After installing, we can import it.

In [9]:
import emoji

emoji.get_emoji_regexp().sub(u'', text)

'" jaws "  is a rare film that grabs your attention before it shows you a single image on screen. the movie opens with blackness, and only distant, alien-like underwater sounds. :) :d it deserves five stars, not four stars.'

The *get_emoji_regexp()* function returns a regex to match any emoji.

Another way of removing emojis with regex:


In [9]:
emoj = re.compile("["
    u"\U0001F600-\U0001F64F"  # emoticons
    u"\U0001F300-\U0001F5FF"  # symbols & pictographs
    u"\U0001F680-\U0001F6FF"  # transport & map symbols
    u"\U0001F1E0-\U0001F1FF"  # flags (iOS)
    u"\U00002500-\U00002BEF"  # chinese char
    u"\U00002702-\U000027B0"
    u"\U00002702-\U000027B0"
    u"\U000024C2-\U0001F251"
    u"\U0001f926-\U0001f937"
    u"\U00010000-\U0010ffff"
    u"\u2640-\u2642" 
    u"\u2600-\u2B55"
    u"\u200d"
    u"\u23cf"
    u"\u23e9"
    u"\u231a"
    u"\ufe0f"
    u"\u3030"
    "]+", re.UNICODE)

text = re.sub(emoj, '', text)
text

'" jaws "  is a rare film that grabs your attention before it shows you a single image on screen. the movie opens with blackness, and only distant, alien-like underwater sounds. :) :d it deserves five stars, not four stars.'

Removing emoticons (regex from [nltk Twitter Tokenizer](https://github.com/nltk/nltk/blob/develop/nltk/tokenize/casual.py))

########################################

JOB: Write out everything in the emoji-removal excerpt above from "Another way of" down to "# flags (iOS)".

RECORD SET:

########################################

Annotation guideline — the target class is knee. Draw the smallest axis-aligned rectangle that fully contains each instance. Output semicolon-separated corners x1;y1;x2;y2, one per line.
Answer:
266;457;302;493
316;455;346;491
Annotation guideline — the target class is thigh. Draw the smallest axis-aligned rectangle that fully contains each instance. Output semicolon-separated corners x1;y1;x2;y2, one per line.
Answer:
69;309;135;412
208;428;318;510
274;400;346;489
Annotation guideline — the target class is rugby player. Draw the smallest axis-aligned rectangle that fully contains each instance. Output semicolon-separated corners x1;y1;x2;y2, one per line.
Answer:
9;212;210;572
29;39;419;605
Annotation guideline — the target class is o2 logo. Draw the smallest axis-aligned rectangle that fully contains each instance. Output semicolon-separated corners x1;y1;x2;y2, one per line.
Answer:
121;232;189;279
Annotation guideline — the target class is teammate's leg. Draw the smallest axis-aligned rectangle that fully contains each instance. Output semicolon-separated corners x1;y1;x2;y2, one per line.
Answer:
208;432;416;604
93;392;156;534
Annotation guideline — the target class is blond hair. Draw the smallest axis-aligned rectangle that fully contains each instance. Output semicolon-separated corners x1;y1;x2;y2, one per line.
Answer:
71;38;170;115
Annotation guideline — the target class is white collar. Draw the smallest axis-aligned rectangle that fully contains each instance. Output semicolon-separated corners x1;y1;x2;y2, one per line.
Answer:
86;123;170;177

########################################

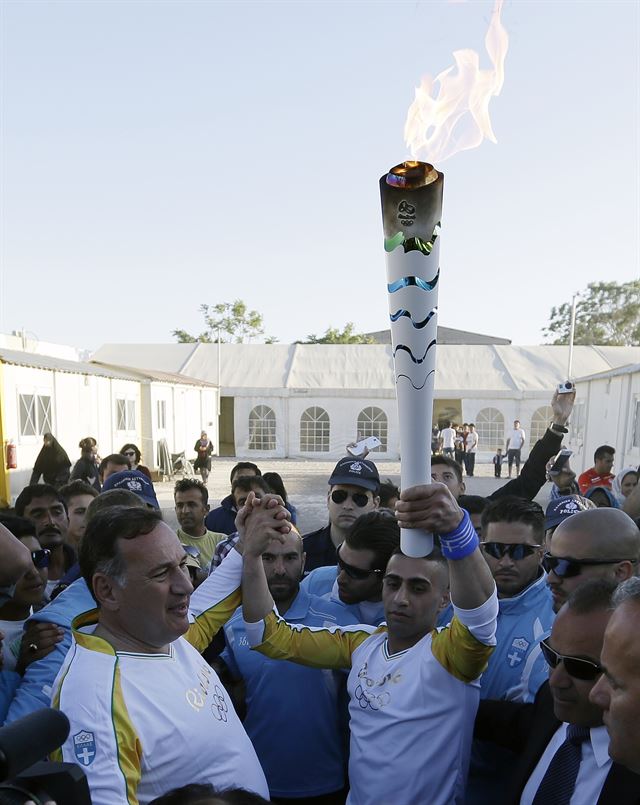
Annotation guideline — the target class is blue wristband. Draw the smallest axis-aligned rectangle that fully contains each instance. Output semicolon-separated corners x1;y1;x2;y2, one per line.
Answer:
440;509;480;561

########################################

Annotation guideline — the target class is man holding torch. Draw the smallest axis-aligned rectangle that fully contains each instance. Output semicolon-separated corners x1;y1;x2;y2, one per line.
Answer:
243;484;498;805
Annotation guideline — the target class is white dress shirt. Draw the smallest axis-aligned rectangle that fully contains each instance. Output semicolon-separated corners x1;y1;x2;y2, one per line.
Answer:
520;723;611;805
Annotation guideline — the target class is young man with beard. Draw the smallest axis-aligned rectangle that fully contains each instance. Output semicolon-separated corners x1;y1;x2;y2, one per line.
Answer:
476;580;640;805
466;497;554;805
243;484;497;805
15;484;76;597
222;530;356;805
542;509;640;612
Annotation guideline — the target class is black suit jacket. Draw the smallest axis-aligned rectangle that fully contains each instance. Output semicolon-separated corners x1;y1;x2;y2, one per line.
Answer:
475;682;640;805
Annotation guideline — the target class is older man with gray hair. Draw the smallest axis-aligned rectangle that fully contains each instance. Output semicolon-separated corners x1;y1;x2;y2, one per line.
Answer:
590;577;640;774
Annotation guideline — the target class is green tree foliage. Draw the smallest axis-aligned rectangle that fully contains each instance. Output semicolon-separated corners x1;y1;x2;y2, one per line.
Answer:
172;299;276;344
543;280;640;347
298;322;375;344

########################################

EXPECTED ANSWER:
Another way of removing emojis with regex:


In [9]:
emoj = re.compile("["
    u"\U0001F600-\U0001F64F"  # emoticons
    u"\U0001F300-\U0001F5FF"  # symbols & pictographs
    u"\U0001F680-\U0001F6FF"  # transport & map symbols
    u"\U0001F1E0-\U0001F1FF"  # flags (iOS)